Stored records =>
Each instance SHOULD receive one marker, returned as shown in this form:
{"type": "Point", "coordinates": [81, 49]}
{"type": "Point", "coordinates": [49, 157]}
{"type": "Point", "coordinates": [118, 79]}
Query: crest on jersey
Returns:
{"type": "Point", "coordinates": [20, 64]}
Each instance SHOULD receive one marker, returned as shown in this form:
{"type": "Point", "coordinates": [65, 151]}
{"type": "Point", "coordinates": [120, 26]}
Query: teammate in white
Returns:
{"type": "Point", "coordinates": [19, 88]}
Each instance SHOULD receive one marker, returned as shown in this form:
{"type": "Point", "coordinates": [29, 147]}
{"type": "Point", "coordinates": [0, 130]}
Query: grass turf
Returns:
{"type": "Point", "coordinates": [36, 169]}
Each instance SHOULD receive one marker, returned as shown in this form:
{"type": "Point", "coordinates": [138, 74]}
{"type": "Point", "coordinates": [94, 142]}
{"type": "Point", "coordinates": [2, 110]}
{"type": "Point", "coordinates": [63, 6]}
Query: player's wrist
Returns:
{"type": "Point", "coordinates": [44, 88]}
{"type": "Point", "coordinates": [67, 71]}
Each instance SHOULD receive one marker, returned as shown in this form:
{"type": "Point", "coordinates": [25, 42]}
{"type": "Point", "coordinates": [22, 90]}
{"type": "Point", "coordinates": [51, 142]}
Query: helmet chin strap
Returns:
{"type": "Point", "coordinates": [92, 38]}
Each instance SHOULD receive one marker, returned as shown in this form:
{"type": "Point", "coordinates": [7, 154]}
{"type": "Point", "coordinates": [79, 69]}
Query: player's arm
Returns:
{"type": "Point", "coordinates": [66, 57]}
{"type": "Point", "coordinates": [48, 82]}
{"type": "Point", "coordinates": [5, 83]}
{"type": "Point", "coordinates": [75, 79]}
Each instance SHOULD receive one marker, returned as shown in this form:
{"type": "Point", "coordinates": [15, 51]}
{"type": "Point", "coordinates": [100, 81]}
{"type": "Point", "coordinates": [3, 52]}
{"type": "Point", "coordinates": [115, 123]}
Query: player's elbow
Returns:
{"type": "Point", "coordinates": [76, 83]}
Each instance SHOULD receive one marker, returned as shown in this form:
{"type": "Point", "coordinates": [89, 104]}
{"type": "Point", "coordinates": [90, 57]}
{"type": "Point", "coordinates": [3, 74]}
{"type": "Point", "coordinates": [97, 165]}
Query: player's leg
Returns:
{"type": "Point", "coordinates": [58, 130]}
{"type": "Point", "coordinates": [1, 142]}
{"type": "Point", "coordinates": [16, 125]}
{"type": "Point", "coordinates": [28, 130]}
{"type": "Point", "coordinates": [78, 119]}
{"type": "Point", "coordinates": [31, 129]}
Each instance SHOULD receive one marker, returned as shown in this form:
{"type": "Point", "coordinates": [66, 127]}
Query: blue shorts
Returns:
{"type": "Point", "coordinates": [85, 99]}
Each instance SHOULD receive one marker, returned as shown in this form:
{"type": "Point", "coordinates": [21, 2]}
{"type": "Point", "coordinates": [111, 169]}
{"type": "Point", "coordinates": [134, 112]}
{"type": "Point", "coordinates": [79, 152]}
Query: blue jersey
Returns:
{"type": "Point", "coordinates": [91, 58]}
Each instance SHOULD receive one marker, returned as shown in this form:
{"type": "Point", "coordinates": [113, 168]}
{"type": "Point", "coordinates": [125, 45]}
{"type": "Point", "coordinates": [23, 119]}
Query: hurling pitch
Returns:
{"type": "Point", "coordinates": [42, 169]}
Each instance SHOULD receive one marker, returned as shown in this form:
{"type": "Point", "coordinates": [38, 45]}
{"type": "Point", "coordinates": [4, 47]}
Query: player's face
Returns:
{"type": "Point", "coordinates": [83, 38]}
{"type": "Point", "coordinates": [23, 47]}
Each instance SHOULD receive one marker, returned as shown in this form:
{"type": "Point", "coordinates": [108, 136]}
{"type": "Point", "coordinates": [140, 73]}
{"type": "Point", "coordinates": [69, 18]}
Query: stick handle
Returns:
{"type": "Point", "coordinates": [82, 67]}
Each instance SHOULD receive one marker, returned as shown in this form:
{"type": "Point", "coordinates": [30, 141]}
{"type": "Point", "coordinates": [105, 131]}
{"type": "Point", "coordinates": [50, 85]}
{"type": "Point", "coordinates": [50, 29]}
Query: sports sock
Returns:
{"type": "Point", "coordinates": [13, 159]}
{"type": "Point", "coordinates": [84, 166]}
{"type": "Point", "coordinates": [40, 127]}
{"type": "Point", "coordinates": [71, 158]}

What you are asked to do => Type the records again in full, matching them exactly.

Task response =>
Each instance SHOULD receive one marker, returned as shown in this form:
{"type": "Point", "coordinates": [81, 49]}
{"type": "Point", "coordinates": [49, 157]}
{"type": "Point", "coordinates": [118, 79]}
Query: crest on jersey
Returns:
{"type": "Point", "coordinates": [20, 64]}
Each instance SHOULD receive one marker, returned as shown in this form:
{"type": "Point", "coordinates": [65, 151]}
{"type": "Point", "coordinates": [120, 26]}
Query: teammate in white
Returns:
{"type": "Point", "coordinates": [19, 88]}
Each instance SHOULD receive one marker, returned as shown in this form:
{"type": "Point", "coordinates": [29, 147]}
{"type": "Point", "coordinates": [0, 130]}
Query: grass turf
Returns:
{"type": "Point", "coordinates": [36, 169]}
Each instance SHOULD receive one marker, returned as shown in this form:
{"type": "Point", "coordinates": [138, 74]}
{"type": "Point", "coordinates": [94, 142]}
{"type": "Point", "coordinates": [2, 110]}
{"type": "Point", "coordinates": [63, 6]}
Query: player's wrist
Returns:
{"type": "Point", "coordinates": [44, 88]}
{"type": "Point", "coordinates": [67, 71]}
Each instance SHOULD receive one marker, returned as shown in this form:
{"type": "Point", "coordinates": [25, 42]}
{"type": "Point", "coordinates": [22, 90]}
{"type": "Point", "coordinates": [51, 142]}
Query: helmet chin strap
Returns:
{"type": "Point", "coordinates": [92, 38]}
Each instance SHOULD receive one marker, returned as shown in this form:
{"type": "Point", "coordinates": [7, 154]}
{"type": "Point", "coordinates": [79, 69]}
Query: player's arm
Returns:
{"type": "Point", "coordinates": [66, 57]}
{"type": "Point", "coordinates": [48, 82]}
{"type": "Point", "coordinates": [5, 83]}
{"type": "Point", "coordinates": [75, 79]}
Each instance SHOULD receive one marker, returned as shown in this form:
{"type": "Point", "coordinates": [15, 51]}
{"type": "Point", "coordinates": [100, 81]}
{"type": "Point", "coordinates": [3, 52]}
{"type": "Point", "coordinates": [115, 123]}
Query: player's elbow
Returns:
{"type": "Point", "coordinates": [76, 83]}
Each instance SHOULD receive one marker, returned as shown in this form:
{"type": "Point", "coordinates": [89, 104]}
{"type": "Point", "coordinates": [90, 57]}
{"type": "Point", "coordinates": [3, 74]}
{"type": "Point", "coordinates": [97, 165]}
Query: player's leg
Returns:
{"type": "Point", "coordinates": [58, 130]}
{"type": "Point", "coordinates": [1, 142]}
{"type": "Point", "coordinates": [16, 125]}
{"type": "Point", "coordinates": [28, 130]}
{"type": "Point", "coordinates": [78, 119]}
{"type": "Point", "coordinates": [31, 129]}
Each instance SHOULD receive one marker, returned as shown in this form:
{"type": "Point", "coordinates": [66, 127]}
Query: blue shorts
Returns:
{"type": "Point", "coordinates": [85, 99]}
Each instance SHOULD receive one marker, returned as shown in this form:
{"type": "Point", "coordinates": [21, 2]}
{"type": "Point", "coordinates": [111, 169]}
{"type": "Point", "coordinates": [134, 112]}
{"type": "Point", "coordinates": [79, 152]}
Query: blue jersey
Returns:
{"type": "Point", "coordinates": [91, 58]}
Each instance SHOULD receive one marker, returned as shown in this form:
{"type": "Point", "coordinates": [113, 168]}
{"type": "Point", "coordinates": [125, 45]}
{"type": "Point", "coordinates": [23, 119]}
Query: hurling pitch
Returns:
{"type": "Point", "coordinates": [42, 169]}
Each instance SHOULD receive one marker, returned as shown in this form:
{"type": "Point", "coordinates": [38, 45]}
{"type": "Point", "coordinates": [4, 47]}
Query: player's face
Returns:
{"type": "Point", "coordinates": [83, 38]}
{"type": "Point", "coordinates": [23, 47]}
Each instance SHOULD receive one marker, returned as shown in this form:
{"type": "Point", "coordinates": [108, 136]}
{"type": "Point", "coordinates": [140, 73]}
{"type": "Point", "coordinates": [69, 18]}
Query: stick handle
Returns:
{"type": "Point", "coordinates": [82, 67]}
Each instance SHOULD receive one marker, returned as shown in this form:
{"type": "Point", "coordinates": [30, 141]}
{"type": "Point", "coordinates": [105, 131]}
{"type": "Point", "coordinates": [50, 85]}
{"type": "Point", "coordinates": [50, 29]}
Query: sports sock
Returns:
{"type": "Point", "coordinates": [13, 159]}
{"type": "Point", "coordinates": [84, 166]}
{"type": "Point", "coordinates": [40, 127]}
{"type": "Point", "coordinates": [71, 158]}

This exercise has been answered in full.